Dataset records:
***

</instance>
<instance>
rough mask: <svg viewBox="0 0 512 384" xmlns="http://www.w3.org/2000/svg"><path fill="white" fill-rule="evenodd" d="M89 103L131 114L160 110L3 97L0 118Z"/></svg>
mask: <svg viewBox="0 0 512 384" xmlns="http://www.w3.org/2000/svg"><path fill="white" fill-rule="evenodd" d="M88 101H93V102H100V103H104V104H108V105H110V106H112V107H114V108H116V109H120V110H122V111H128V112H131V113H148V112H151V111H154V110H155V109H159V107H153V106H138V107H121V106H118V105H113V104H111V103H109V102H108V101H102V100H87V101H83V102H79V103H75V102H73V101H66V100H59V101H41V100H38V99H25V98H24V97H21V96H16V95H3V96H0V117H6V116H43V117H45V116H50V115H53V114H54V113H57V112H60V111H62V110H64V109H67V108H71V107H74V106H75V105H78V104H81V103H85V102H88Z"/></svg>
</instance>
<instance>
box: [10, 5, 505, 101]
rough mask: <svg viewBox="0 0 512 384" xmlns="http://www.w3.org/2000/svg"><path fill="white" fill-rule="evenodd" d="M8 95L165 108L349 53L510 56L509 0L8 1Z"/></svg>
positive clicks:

***

Task item
Nothing in the entries above may be left out; retype them all exactly.

Expected answer
</instance>
<instance>
rough mask: <svg viewBox="0 0 512 384" xmlns="http://www.w3.org/2000/svg"><path fill="white" fill-rule="evenodd" d="M89 103L131 114L160 110L3 97L0 118Z"/></svg>
mask: <svg viewBox="0 0 512 384" xmlns="http://www.w3.org/2000/svg"><path fill="white" fill-rule="evenodd" d="M88 101H93V102H100V103H104V104H108V105H110V106H112V107H114V108H116V109H120V110H122V111H128V112H131V113H148V112H151V111H154V110H155V109H159V107H153V106H138V107H121V106H118V105H113V104H111V103H109V102H108V101H102V100H87V101H83V102H79V103H75V102H73V101H66V100H59V101H41V100H38V99H25V98H24V97H21V96H16V95H3V96H0V117H6V116H43V117H45V116H50V115H53V114H54V113H57V112H60V111H62V110H64V109H67V108H71V107H74V106H75V105H78V104H81V103H85V102H88Z"/></svg>
</instance>
<instance>
box: [10, 5, 505, 101]
rough mask: <svg viewBox="0 0 512 384" xmlns="http://www.w3.org/2000/svg"><path fill="white" fill-rule="evenodd" d="M8 95L165 108L349 53L510 56L509 0L8 1Z"/></svg>
positive clicks:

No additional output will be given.